• **TASK STATEMENT**
In your transcription, keep every record exact and leave out the pictures.

• **RECORDS SUPPLIED**
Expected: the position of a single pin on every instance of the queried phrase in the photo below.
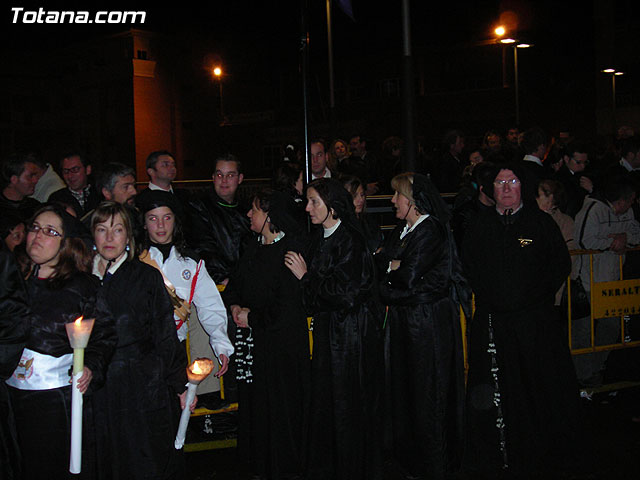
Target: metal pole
(221, 104)
(304, 51)
(408, 95)
(517, 84)
(332, 101)
(613, 100)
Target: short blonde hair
(108, 210)
(403, 184)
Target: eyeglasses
(48, 231)
(228, 176)
(501, 183)
(578, 162)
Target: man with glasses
(220, 232)
(162, 171)
(79, 194)
(522, 394)
(18, 177)
(572, 177)
(220, 223)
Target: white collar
(153, 186)
(329, 231)
(515, 211)
(626, 165)
(279, 237)
(327, 174)
(407, 230)
(532, 158)
(112, 268)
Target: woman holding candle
(371, 230)
(339, 290)
(166, 250)
(426, 382)
(137, 409)
(60, 289)
(273, 342)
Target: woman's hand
(224, 364)
(243, 318)
(183, 399)
(235, 310)
(295, 262)
(85, 380)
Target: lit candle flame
(196, 368)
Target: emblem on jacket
(24, 370)
(525, 242)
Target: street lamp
(515, 44)
(217, 71)
(614, 73)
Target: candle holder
(196, 372)
(78, 332)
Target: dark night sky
(276, 23)
(250, 35)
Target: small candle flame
(196, 368)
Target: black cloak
(339, 291)
(424, 359)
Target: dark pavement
(613, 436)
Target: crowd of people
(383, 372)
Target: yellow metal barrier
(621, 304)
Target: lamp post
(515, 44)
(217, 71)
(614, 73)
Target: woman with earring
(60, 289)
(339, 291)
(137, 410)
(165, 250)
(272, 342)
(371, 230)
(426, 380)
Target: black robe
(220, 232)
(425, 350)
(272, 402)
(137, 410)
(44, 437)
(13, 332)
(515, 265)
(339, 291)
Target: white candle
(78, 333)
(196, 372)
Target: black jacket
(339, 290)
(24, 209)
(64, 195)
(220, 233)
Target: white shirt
(211, 310)
(626, 165)
(329, 231)
(153, 186)
(327, 174)
(408, 229)
(532, 158)
(48, 183)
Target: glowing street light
(614, 73)
(217, 71)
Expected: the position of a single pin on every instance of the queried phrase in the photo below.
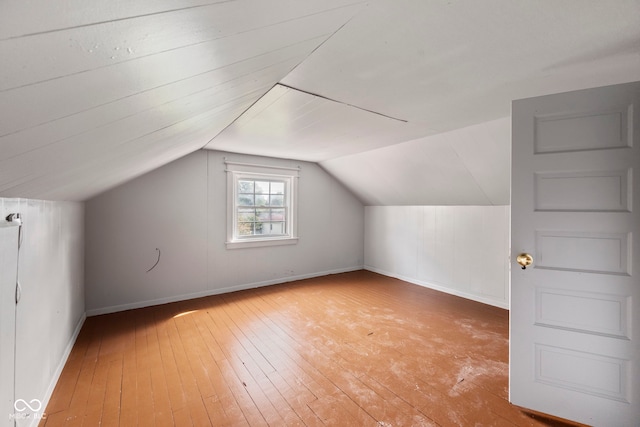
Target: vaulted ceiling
(404, 101)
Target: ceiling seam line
(343, 103)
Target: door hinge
(18, 292)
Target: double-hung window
(261, 202)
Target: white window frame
(237, 171)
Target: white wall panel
(468, 166)
(181, 210)
(462, 250)
(51, 309)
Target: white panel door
(8, 275)
(575, 313)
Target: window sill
(257, 243)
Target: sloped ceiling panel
(451, 64)
(469, 166)
(93, 94)
(288, 123)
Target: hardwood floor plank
(347, 349)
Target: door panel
(575, 208)
(8, 274)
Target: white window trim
(235, 171)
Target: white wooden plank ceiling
(96, 92)
(93, 93)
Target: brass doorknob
(524, 260)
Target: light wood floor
(354, 349)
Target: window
(261, 205)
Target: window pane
(277, 215)
(245, 228)
(262, 187)
(245, 199)
(259, 227)
(262, 200)
(277, 200)
(245, 186)
(277, 188)
(246, 215)
(263, 214)
(276, 228)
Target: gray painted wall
(461, 250)
(181, 210)
(51, 309)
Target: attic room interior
(336, 212)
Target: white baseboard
(474, 297)
(56, 375)
(209, 292)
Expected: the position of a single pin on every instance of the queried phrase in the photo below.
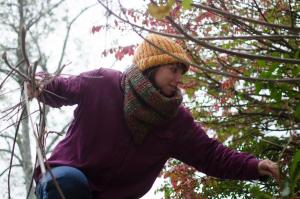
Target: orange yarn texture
(147, 55)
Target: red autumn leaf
(96, 29)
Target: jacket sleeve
(207, 155)
(62, 91)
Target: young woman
(127, 125)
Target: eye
(174, 69)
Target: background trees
(243, 86)
(40, 18)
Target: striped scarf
(145, 107)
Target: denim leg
(72, 182)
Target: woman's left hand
(268, 168)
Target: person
(127, 125)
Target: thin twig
(12, 153)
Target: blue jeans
(72, 182)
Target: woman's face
(168, 77)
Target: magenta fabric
(98, 141)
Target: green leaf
(186, 4)
(286, 189)
(297, 111)
(259, 194)
(261, 63)
(296, 71)
(295, 167)
(258, 87)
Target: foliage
(243, 85)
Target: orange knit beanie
(147, 56)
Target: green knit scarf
(145, 107)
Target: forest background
(243, 86)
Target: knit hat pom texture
(147, 56)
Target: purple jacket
(98, 141)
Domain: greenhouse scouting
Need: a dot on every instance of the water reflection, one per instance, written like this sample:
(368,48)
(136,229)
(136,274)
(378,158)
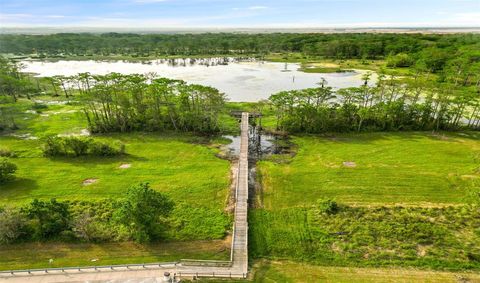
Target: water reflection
(260,144)
(241,79)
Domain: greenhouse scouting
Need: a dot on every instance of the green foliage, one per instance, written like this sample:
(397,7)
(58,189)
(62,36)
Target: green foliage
(390,105)
(13,225)
(5,152)
(401,60)
(342,46)
(391,168)
(440,238)
(327,206)
(12,83)
(7,170)
(123,103)
(49,218)
(142,211)
(78,146)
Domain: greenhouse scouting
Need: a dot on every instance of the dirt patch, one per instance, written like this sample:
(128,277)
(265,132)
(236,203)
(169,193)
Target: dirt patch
(324,65)
(441,137)
(349,164)
(90,181)
(230,207)
(125,166)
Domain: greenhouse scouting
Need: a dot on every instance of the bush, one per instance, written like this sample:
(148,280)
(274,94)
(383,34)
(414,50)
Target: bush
(5,152)
(103,149)
(142,210)
(39,107)
(79,146)
(327,206)
(13,225)
(7,170)
(55,146)
(49,218)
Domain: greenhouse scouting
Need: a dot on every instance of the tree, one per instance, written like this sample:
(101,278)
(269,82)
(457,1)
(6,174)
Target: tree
(13,225)
(7,170)
(142,210)
(49,218)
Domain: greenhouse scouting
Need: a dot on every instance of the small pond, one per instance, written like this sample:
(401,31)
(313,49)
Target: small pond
(241,80)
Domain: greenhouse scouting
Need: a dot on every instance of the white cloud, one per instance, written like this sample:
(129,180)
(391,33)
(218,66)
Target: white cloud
(148,1)
(257,7)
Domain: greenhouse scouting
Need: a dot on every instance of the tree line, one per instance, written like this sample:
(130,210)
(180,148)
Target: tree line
(389,105)
(122,103)
(342,46)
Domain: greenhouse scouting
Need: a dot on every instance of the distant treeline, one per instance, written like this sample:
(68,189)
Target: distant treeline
(122,103)
(390,105)
(366,45)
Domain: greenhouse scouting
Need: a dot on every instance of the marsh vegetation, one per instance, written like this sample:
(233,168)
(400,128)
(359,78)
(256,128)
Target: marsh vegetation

• **RESPONSE FOR THIS EXERCISE**
Expected: the position of a single pin on every instance of the queried phrase in the photo below.
Target: metal pole
(221, 104)
(304, 51)
(408, 95)
(517, 84)
(332, 101)
(613, 100)
Target: short blonde hair
(108, 210)
(403, 184)
Target: eyeglasses
(48, 231)
(228, 176)
(501, 183)
(578, 162)
Target: man with glasses
(220, 232)
(162, 171)
(79, 194)
(522, 394)
(18, 177)
(572, 177)
(220, 223)
Target: white collar
(153, 186)
(329, 231)
(515, 211)
(626, 165)
(279, 237)
(327, 174)
(407, 230)
(532, 158)
(112, 268)
Target: woman holding candle
(371, 230)
(339, 290)
(166, 250)
(426, 382)
(137, 409)
(60, 289)
(273, 342)
Target: woman's hand
(224, 364)
(243, 318)
(183, 399)
(235, 310)
(295, 262)
(85, 380)
Target: lit candle flame
(196, 368)
Target: emblem on jacket
(24, 370)
(525, 242)
Target: street lamp
(515, 44)
(217, 71)
(614, 73)
Target: candle holder
(196, 372)
(78, 332)
Target: dark night sky
(276, 23)
(250, 35)
Target: small candle flame
(196, 368)
Target: black cloak
(339, 291)
(424, 359)
Target: dark pavement
(613, 436)
Target: crowd of people
(383, 372)
Target: yellow metal barrier
(621, 304)
Target: lamp post
(515, 44)
(217, 71)
(614, 73)
Target: woman with earring
(60, 289)
(339, 291)
(137, 410)
(165, 250)
(272, 342)
(371, 230)
(426, 380)
Target: black robe
(220, 232)
(425, 350)
(272, 402)
(137, 410)
(44, 437)
(13, 332)
(515, 265)
(339, 291)
Target: white candle
(78, 333)
(196, 372)
Target: black jacket
(339, 290)
(24, 209)
(64, 195)
(220, 233)
Target: white shirt
(211, 310)
(626, 165)
(329, 231)
(153, 186)
(327, 174)
(408, 229)
(532, 158)
(48, 183)
Target: glowing street light
(614, 73)
(217, 71)
Expected: the position of a single pin on every instance of the queried phrase in the photo below.
Target: vaulted ceiling
(404, 101)
Target: ceiling seam line
(343, 103)
Target: door hinge
(18, 292)
Target: double-hung window
(261, 202)
Target: white window frame
(237, 171)
Target: white wall panel
(468, 166)
(181, 210)
(462, 250)
(51, 309)
Target: white panel door
(8, 275)
(575, 313)
Target: window sill
(257, 243)
Target: sloped ceiling panel
(451, 64)
(469, 166)
(93, 94)
(288, 123)
Target: hardwood floor plank
(347, 349)
Target: door panel
(575, 208)
(8, 274)
Target: white window trim
(235, 171)
Target: white wooden plank ceiling
(96, 92)
(93, 93)
Target: brass doorknob
(524, 260)
Target: light wood floor
(354, 349)
Target: window
(261, 205)
Target: window pane
(277, 215)
(245, 228)
(262, 187)
(245, 199)
(259, 227)
(262, 200)
(277, 200)
(245, 186)
(277, 188)
(246, 215)
(263, 214)
(276, 228)
Target: gray painted wall
(461, 250)
(181, 210)
(51, 309)
Target: attic room interior
(336, 212)
Target: white baseboard
(474, 297)
(56, 375)
(209, 292)
Expected: the position of a single pin on every instance of the queried phrase in the photo below.
Target: orange yarn texture
(147, 55)
Target: red autumn leaf
(96, 29)
Target: jacket sleeve
(207, 155)
(62, 91)
Target: young woman
(127, 125)
Target: eye
(174, 69)
Target: background trees
(243, 86)
(40, 18)
Target: striped scarf
(145, 107)
Target: denim leg
(72, 182)
Target: woman's left hand
(268, 168)
Target: person
(127, 125)
Target: thin twig
(12, 153)
Target: blue jeans
(72, 182)
Target: woman's face
(168, 77)
Target: magenta fabric
(98, 141)
Target: green leaf
(186, 4)
(286, 189)
(297, 111)
(259, 194)
(261, 63)
(296, 71)
(295, 167)
(258, 87)
Target: foliage
(243, 85)
Target: orange knit beanie
(147, 56)
Target: green knit scarf
(145, 107)
Target: forest background
(243, 86)
Target: knit hat pom texture
(147, 56)
Target: purple jacket
(98, 141)
Domain: greenhouse scouting
Need: a dot on every instance of the water reflection, one per instance, written like this sample:
(368,48)
(136,229)
(136,274)
(378,158)
Target: water reflection
(260,144)
(241,79)
Domain: greenhouse scouting
Need: a dot on every instance of the green foliage, one per instance, written like this sample:
(397,7)
(58,189)
(62,36)
Target: green foliage
(390,105)
(13,225)
(5,152)
(401,60)
(342,46)
(391,168)
(440,238)
(327,206)
(12,83)
(7,170)
(123,103)
(49,218)
(142,211)
(78,146)
Domain: greenhouse scouting
Need: a dot on every instance of the dirt patch, one per instance, written like this sample:
(128,277)
(265,132)
(236,203)
(169,193)
Target: dirt patch
(324,65)
(441,137)
(349,164)
(90,181)
(230,207)
(125,166)
Domain: greenhouse scouting
Need: a dot on every instance of the bush, one per instance, written like this sample:
(148,280)
(274,94)
(383,34)
(414,50)
Target: bush
(5,152)
(103,149)
(142,210)
(39,107)
(79,146)
(327,206)
(13,225)
(7,170)
(55,146)
(49,218)
Domain: greenhouse scouting
Need: a dot on every instance of the tree, one per instance, written like this sample:
(101,278)
(269,82)
(457,1)
(6,174)
Target: tree
(13,225)
(7,170)
(142,210)
(49,218)
Domain: greenhouse scouting
Need: a dot on every instance of the small pond, one per instance, written like this sample:
(401,31)
(313,49)
Target: small pond
(241,80)
Domain: greenhouse scouting
Need: a dot on every instance of the white cloud, one per instance, written like this sample:
(129,180)
(391,33)
(218,66)
Target: white cloud
(148,1)
(257,7)
Domain: greenhouse scouting
Need: a dot on every instance of the tree line, one per instance, written like this sample:
(130,210)
(180,148)
Target: tree line
(389,105)
(122,103)
(342,46)
Domain: greenhouse scouting
Need: a dot on every instance of the distant treeline, one per instance, written like this sample:
(68,189)
Target: distant treeline
(122,103)
(390,105)
(366,45)
Domain: greenhouse scouting
Need: a dot on every instance of the marsh vegetation, one per instance, written like this sample:
(233,168)
(400,128)
(359,78)
(256,128)
Target: marsh vegetation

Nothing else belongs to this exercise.